## Complete the following
• 1. In the dictionary entry on exarchy, write out the passage starting at "exarchy (countable and" and ending at "accepted his attitudes.", substituting "exarchate" for each "exarchy".
• 2. Answer these from the dictionary entry on exarchy:
(a) What Ancient Greek word does "exarchy" come from?
(b) In which century did the exarchies described in the 1992 quotation arise?
(c) What is the title of the 1908 work by Sir Arthur George Tansley that is quoted?

From Ancient Greek ἐξαρχία (exarkhía).

Noun[edit]

exarchy (countable and uncountable, plural exarchies)

  1. The jurisdiction of an exarch (any definition); an exarchate.
    • 1986, Macedonian Review - Volumes 16-17, page 151:
      He was warmly received everywhere and the replacement of the exarchy apparatus — the district chairman, directors, inspectors and Bulgarian teachers — went fairly painlessly, which shows that the majority of the Macedonian citizens agreed with and enthusiastically accepted his attitudes.
    • 1992, John D. Faris, Catholic Church, The Eastern Catholic churches:
      These exarchies arose in the ninth century when the superiors of monasteries exercised pastoral care of faithful who belonged to churches dependent on the monastery.
  2. (botany) A vascular system in which development starts in the regions farthest from the axis and spreads inward.
    • 1908, Sir Arthur George Tansley, Lectures on the Evolution of the Filicinean Vascular System, page 16:
      There is no doubt, however, that if endarchy is primitive in the protostelic and immediately derived types, it very rapidly gives place to mesarchy and exarchy in response to various demands, and it is not difficult to show how this may have occurred.
    • 1952, David William Bierhorst, On the Morphology, Anatomy, and Phylogeny of the Psilotaceae:
      Fossil evidence supports neither the view that exarchy is more primitive than mesarchy, nor the view that mesarchy is more primitive than exarchy.
    • 2013, Frans Verdoorn, A.H.G. Alston, Manual of Pteridology, →ISBN, page 79:
      Exarchy, endarchy, and mesarchy are all found within comparatively small groups, and the actual course of evolution seems to affect the position of the protoxylems much more freely and rapidly than in the other great groups of vascular plants.

## Given data
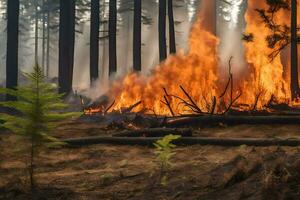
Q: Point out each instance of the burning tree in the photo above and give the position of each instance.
(282, 35)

## Responses by task
• 1.
exarchate (countable and uncountable, plural exarchies)

  1. The jurisdiction of an exarch (any definition); an exarchate.
    • 1986, Macedonian Review - Volumes 16-17, page 151:
      He was warmly received everywhere and the replacement of the exarchate apparatus — the district chairman, directors, inspectors and Bulgarian teachers — went fairly painlessly, which shows that the majority of the Macedonian citizens agreed with and enthusiastically accepted his attitudes.

• 2.
(a) ἐξαρχία (exarkhía)
(b) The ninth century
(c) Lectures on the Evolution of the Filicinean Vascular System